▶ Written instruction
Copy out in full everything from the first line below down to the line containing "365 302 L 367", both ends included. Multiply each coordinate in the answer outline by 1.15 and round to whole numbers, halves up, keep the numbers in the guidance outlines unchanged, and leave the pictures out.

▶ Exercise inputs

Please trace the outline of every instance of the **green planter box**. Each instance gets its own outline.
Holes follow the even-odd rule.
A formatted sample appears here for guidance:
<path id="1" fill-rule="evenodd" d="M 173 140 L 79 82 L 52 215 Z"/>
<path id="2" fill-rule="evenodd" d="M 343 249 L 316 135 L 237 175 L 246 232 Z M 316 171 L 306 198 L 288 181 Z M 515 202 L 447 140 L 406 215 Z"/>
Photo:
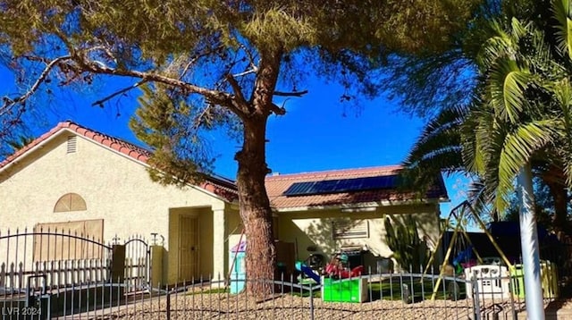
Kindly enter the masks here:
<path id="1" fill-rule="evenodd" d="M 365 302 L 367 300 L 367 279 L 322 277 L 322 299 L 324 302 Z"/>

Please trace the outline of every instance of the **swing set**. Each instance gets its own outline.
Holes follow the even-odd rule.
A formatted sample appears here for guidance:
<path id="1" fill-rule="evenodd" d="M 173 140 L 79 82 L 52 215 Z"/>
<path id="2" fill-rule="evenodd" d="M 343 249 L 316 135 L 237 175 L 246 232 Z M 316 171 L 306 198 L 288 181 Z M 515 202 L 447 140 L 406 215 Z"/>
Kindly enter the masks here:
<path id="1" fill-rule="evenodd" d="M 439 291 L 439 286 L 441 285 L 441 282 L 442 281 L 442 278 L 446 275 L 444 273 L 444 270 L 449 263 L 449 259 L 453 252 L 453 249 L 455 248 L 454 247 L 457 245 L 458 240 L 460 242 L 460 246 L 464 246 L 464 244 L 468 244 L 468 246 L 464 246 L 464 250 L 460 251 L 460 253 L 458 254 L 458 257 L 455 258 L 456 261 L 454 261 L 454 264 L 457 263 L 458 266 L 460 267 L 461 260 L 463 260 L 464 257 L 469 257 L 471 252 L 473 252 L 475 254 L 475 257 L 476 257 L 476 260 L 478 264 L 483 264 L 483 258 L 475 248 L 475 246 L 473 246 L 471 239 L 467 233 L 465 227 L 462 225 L 463 224 L 462 221 L 467 216 L 472 216 L 473 219 L 476 221 L 478 225 L 486 234 L 489 240 L 491 240 L 491 243 L 492 244 L 492 246 L 494 246 L 494 248 L 499 253 L 499 256 L 500 257 L 502 261 L 505 263 L 507 268 L 509 270 L 512 269 L 512 266 L 513 266 L 512 264 L 510 263 L 507 256 L 504 254 L 504 252 L 502 252 L 502 249 L 500 248 L 500 247 L 499 247 L 497 242 L 494 240 L 494 238 L 492 237 L 491 232 L 489 232 L 489 231 L 487 230 L 486 226 L 484 225 L 484 223 L 483 223 L 483 220 L 479 217 L 479 215 L 475 211 L 471 204 L 468 201 L 465 200 L 462 203 L 460 203 L 458 206 L 451 209 L 450 213 L 449 214 L 449 216 L 445 220 L 446 226 L 448 226 L 452 222 L 455 222 L 456 225 L 453 230 L 453 234 L 451 236 L 450 241 L 449 242 L 447 252 L 445 253 L 445 257 L 443 258 L 443 263 L 442 264 L 441 268 L 439 269 L 440 270 L 439 277 L 437 278 L 437 282 L 435 282 L 435 285 L 433 287 L 433 295 L 431 296 L 432 300 L 435 299 L 437 296 L 437 292 Z M 439 240 L 437 240 L 436 248 L 439 248 L 439 246 L 442 244 L 445 232 L 446 232 L 446 228 L 443 228 L 443 231 L 439 235 Z M 460 233 L 460 236 L 459 236 L 459 233 Z M 423 272 L 423 276 L 425 276 L 427 274 L 427 272 L 429 271 L 430 265 L 432 265 L 432 264 L 435 260 L 436 252 L 437 251 L 435 250 L 431 254 L 429 257 L 429 261 L 427 262 L 427 265 L 425 266 L 425 269 Z"/>

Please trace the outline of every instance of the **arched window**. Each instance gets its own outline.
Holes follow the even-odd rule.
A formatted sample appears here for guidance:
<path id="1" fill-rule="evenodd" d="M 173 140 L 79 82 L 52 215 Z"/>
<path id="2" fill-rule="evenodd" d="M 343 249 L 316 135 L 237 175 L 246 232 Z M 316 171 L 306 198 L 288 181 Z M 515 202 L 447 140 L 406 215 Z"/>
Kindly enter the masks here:
<path id="1" fill-rule="evenodd" d="M 62 196 L 54 206 L 54 212 L 87 210 L 86 201 L 77 193 L 67 193 Z"/>

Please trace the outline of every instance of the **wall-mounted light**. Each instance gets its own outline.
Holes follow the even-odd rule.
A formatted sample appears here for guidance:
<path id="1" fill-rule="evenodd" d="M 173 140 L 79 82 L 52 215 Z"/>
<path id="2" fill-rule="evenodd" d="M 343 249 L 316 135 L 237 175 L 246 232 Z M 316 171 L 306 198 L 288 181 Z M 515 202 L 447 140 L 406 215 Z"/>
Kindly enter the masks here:
<path id="1" fill-rule="evenodd" d="M 361 207 L 344 207 L 341 208 L 341 212 L 349 213 L 349 212 L 374 212 L 377 210 L 375 206 L 361 206 Z"/>

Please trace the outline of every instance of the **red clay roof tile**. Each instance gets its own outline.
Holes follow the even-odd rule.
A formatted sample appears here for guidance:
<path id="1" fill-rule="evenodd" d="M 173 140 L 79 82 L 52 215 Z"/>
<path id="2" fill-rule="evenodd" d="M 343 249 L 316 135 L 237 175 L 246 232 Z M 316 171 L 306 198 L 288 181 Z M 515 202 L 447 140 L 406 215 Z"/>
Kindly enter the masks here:
<path id="1" fill-rule="evenodd" d="M 80 126 L 68 121 L 58 123 L 56 127 L 53 128 L 48 132 L 43 134 L 23 148 L 8 156 L 5 160 L 0 163 L 0 168 L 9 164 L 28 150 L 33 148 L 35 146 L 63 129 L 74 131 L 79 135 L 109 147 L 114 150 L 125 154 L 128 156 L 143 163 L 147 163 L 151 156 L 151 152 L 149 150 L 141 147 Z M 272 206 L 277 209 L 352 205 L 380 201 L 404 201 L 419 198 L 418 195 L 413 192 L 402 192 L 395 189 L 364 190 L 358 192 L 341 192 L 297 197 L 286 197 L 283 195 L 283 192 L 296 182 L 392 175 L 399 173 L 400 169 L 401 166 L 400 165 L 388 165 L 370 168 L 271 175 L 265 178 L 266 191 Z M 229 201 L 233 201 L 238 198 L 236 184 L 233 181 L 225 178 L 209 176 L 199 187 L 219 195 Z M 444 198 L 447 198 L 447 191 L 442 181 L 442 178 L 440 176 L 438 183 L 425 194 L 424 198 L 441 199 Z"/>
<path id="2" fill-rule="evenodd" d="M 149 156 L 151 156 L 151 152 L 144 147 L 136 146 L 121 139 L 108 136 L 105 133 L 82 127 L 72 122 L 66 121 L 58 123 L 57 126 L 54 127 L 48 132 L 41 135 L 39 138 L 34 139 L 31 143 L 28 144 L 21 149 L 8 156 L 4 161 L 0 162 L 0 169 L 8 165 L 29 150 L 32 149 L 34 147 L 38 146 L 42 141 L 46 140 L 48 138 L 54 136 L 62 130 L 69 130 L 71 131 L 73 131 L 78 135 L 83 136 L 103 146 L 108 147 L 137 161 L 147 163 L 147 161 L 149 159 Z M 233 183 L 229 183 L 228 181 L 209 176 L 206 177 L 206 181 L 204 183 L 208 183 L 210 186 L 212 186 L 209 191 L 227 199 L 228 201 L 233 201 L 238 198 L 236 186 L 234 186 Z"/>
<path id="3" fill-rule="evenodd" d="M 414 192 L 403 192 L 393 189 L 290 197 L 283 195 L 284 191 L 296 182 L 387 176 L 397 174 L 400 169 L 401 166 L 400 165 L 388 165 L 370 168 L 272 175 L 266 178 L 266 192 L 268 193 L 268 198 L 270 198 L 272 206 L 277 209 L 341 205 L 347 206 L 364 203 L 379 203 L 382 201 L 407 201 L 420 199 L 421 197 Z M 441 182 L 442 182 L 442 179 L 441 179 Z M 427 192 L 423 198 L 439 199 L 446 197 L 447 192 L 444 183 L 437 183 L 437 185 Z"/>

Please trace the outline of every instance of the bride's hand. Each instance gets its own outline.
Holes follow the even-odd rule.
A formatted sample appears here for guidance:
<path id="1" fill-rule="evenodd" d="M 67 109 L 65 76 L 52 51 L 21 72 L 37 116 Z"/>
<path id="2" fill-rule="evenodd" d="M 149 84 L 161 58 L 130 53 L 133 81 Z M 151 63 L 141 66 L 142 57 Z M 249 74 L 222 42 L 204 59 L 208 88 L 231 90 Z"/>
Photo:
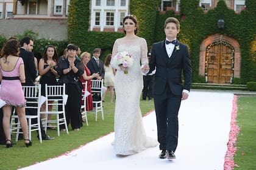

▶ Answer to this task
Please trace the outline of every instance of the **green planter box**. Each instance gets its own outline.
Holes follow the even-odd rule.
A formatted sample appears here for guidance:
<path id="1" fill-rule="evenodd" d="M 173 140 L 79 82 L 52 215 Z"/>
<path id="2" fill-rule="evenodd" d="M 343 249 L 316 135 L 237 175 L 246 232 Z M 316 171 L 306 198 L 288 181 Z M 515 202 L 447 140 L 406 215 Z"/>
Photo:
Kindly enter the masks here:
<path id="1" fill-rule="evenodd" d="M 420 347 L 422 345 L 422 321 L 370 319 L 370 344 L 373 347 Z"/>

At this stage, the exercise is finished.